**目的 1**
次の(a)〜(c)がそれぞれ下の減価償却費についての文章と合っているかを「はい」か「いいえ」で答え、決め手となる文章中の語句をそのまま引用せよ。(a) 青色申告者は30万円未満の物まで一括で費用計上できる。(b) 国税庁が定めたパソコンの耐用年数は6年である。(c) 減価償却費は費用計上されるとお金が出ていく。

**ページ抜粋**

....................

起業後の素朴な疑問について vol2/大原税理士事務所@福岡市

2018.08.23 01:31

 昨日に引き続き、本日は減価償却費について書いてみたいと思います。

 この業界に入って長くなると、ここは理解してもらっているだろうという思い込みが結構あります。お客様から質問されて、初めてこういうところに疑問を持つんだとはっとさせられる事が多々あります。弊所では、考えたこともなかったような事を質問されることもあるため、今後「起業後の素朴な疑問について」シリーズとして紹介していきたいと思います。

 昨日は、借入の返済は費用にならないというお話をしました。お金は出ていくけど、費用化されないため黒字倒産の原因となります。対して、減価償却費は費用計上できるけどお金は出ていきません。その減価償却費について本日は少し書きたいと思います。

 現在、日本の法令では10万円以上の物を購入すると固定資産に計上することと規定されいます。例えば、98,000円のパソコンを購入した場合、消耗品費として一括で費用計上できるのに対して、100,000円のパソコンを購入した場合、備品として資産計上し一括で費用計上することはできません(前回のシリーズ1で紹介した青色申告者の特典として、青色申告者は30万円未満の物まで一括費用計上できます)。

 なぜ10万円のパソコンを購入したのに一括で費用計上出来ないのか?と疑問を持たれるかもしれませんが、2つの理由があると考えられます。通常、10万円以上の物を購入して1年で捨てるという事は無いと考えられます。パソコンでしたら早くて2,3年で買換えということになるのでしょうか。10万円以上の高額商品を購入したらその使用期間で費用配分し正確な期間損益を算出するのが会計的な考え方です。使用期間で費用配分するのが正確な期間損益を算出するには最善の方法ですが、使用期間の決定を個々に委ねると恣意性が介入される恐れがあります。そうしたことから資産ごとに国税庁が耐用年数を定めています。パソコンでしたら4年、普通乗用車でしたら6年といった具合です。この国税庁が定めた耐用年数で資産の取得費を費用配分するのが減価償却費となります。

 もう一つの理由は、利益が出ている時に高額商品を購入して租税回避するのを防止するためだと考えられます。例えば1000万円利益が出ている時に、600万円の車を購入して減価償却制度がなければ、利益400万円に圧縮できますが、減価償却制度があるため1年に費用計上できるのは定額法だと100万円が限度となります。

 600万円の車を購入した場合、定額法だと6年間にわたり100万円ずつ減価償却していくことになります。初年度購入の時に600万円キャッシュアウトし、2年目以降は100万円減価償却として費用計上されますがキャッシュは出ていきません。減価償却は初年度にキャッシュアウトした600万円を6年にわたり回収する効果があります。これを自己金融効果と学術的には言うみたいです。

 開業前や創業したての方が最初に戸惑う減価償却について今回ご紹介させていただきました。

....................

**記録の抜粋**
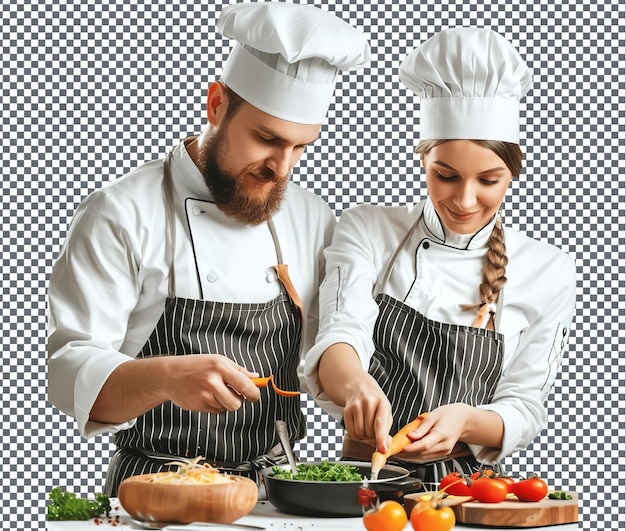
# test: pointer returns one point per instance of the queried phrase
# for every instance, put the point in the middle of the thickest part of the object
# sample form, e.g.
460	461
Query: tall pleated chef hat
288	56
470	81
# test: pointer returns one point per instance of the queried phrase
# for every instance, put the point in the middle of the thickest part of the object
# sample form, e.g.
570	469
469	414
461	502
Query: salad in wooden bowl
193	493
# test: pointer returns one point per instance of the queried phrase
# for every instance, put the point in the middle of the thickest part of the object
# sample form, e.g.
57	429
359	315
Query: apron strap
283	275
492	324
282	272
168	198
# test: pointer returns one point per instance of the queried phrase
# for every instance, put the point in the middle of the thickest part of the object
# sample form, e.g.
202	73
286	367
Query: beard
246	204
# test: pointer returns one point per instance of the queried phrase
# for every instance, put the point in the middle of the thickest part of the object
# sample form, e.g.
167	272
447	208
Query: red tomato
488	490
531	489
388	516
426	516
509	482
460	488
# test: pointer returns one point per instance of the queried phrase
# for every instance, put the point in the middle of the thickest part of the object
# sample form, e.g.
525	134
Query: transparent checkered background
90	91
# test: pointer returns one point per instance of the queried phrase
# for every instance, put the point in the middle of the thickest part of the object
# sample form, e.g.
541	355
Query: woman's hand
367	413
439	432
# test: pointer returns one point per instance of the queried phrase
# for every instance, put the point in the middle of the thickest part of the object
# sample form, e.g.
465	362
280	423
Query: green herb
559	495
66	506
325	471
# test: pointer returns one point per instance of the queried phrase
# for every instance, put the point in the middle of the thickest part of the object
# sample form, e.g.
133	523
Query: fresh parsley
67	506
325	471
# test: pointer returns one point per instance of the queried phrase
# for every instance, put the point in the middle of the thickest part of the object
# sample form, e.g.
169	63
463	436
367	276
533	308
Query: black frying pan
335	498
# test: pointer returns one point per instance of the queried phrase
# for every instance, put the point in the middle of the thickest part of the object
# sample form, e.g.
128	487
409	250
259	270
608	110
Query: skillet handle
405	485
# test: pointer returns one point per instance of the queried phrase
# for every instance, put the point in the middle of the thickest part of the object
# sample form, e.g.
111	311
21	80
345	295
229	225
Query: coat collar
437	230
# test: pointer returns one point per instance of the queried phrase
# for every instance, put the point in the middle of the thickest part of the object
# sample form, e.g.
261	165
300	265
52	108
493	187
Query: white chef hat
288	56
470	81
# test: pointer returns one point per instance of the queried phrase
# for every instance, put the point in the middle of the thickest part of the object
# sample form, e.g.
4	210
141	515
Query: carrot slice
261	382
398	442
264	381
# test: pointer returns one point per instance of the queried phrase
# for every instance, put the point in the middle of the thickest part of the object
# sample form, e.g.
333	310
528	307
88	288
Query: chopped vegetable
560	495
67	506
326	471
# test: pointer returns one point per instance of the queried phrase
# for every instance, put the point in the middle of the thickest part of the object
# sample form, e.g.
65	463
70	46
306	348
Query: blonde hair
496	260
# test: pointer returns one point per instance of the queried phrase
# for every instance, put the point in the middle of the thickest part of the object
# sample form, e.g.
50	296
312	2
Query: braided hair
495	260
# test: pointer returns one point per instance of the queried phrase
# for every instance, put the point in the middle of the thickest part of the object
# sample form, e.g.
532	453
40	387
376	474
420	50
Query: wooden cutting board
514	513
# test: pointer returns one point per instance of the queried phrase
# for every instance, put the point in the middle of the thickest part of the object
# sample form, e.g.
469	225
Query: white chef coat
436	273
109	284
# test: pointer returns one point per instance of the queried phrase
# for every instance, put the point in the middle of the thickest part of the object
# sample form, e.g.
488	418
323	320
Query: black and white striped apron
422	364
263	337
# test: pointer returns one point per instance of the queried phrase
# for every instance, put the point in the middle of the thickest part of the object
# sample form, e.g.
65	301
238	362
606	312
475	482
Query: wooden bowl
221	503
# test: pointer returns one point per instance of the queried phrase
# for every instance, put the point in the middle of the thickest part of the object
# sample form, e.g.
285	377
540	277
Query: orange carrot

....................

**目的 2**
上の記録から、文字列「black」を含む行をすべて抜き出せ。大文字と小文字は区別する。

**解答 1**
(a) はい。「青色申告者は30万円未満の物まで一括費用計上できます」
(b) いいえ。「パソコンでしたら4年、普通乗用車でしたら6年といった具合です」
(c) いいえ。「減価償却費は費用計上できるけどお金は出ていきません」

**解答 2**
Query: black frying pan
Query: black and white striped apron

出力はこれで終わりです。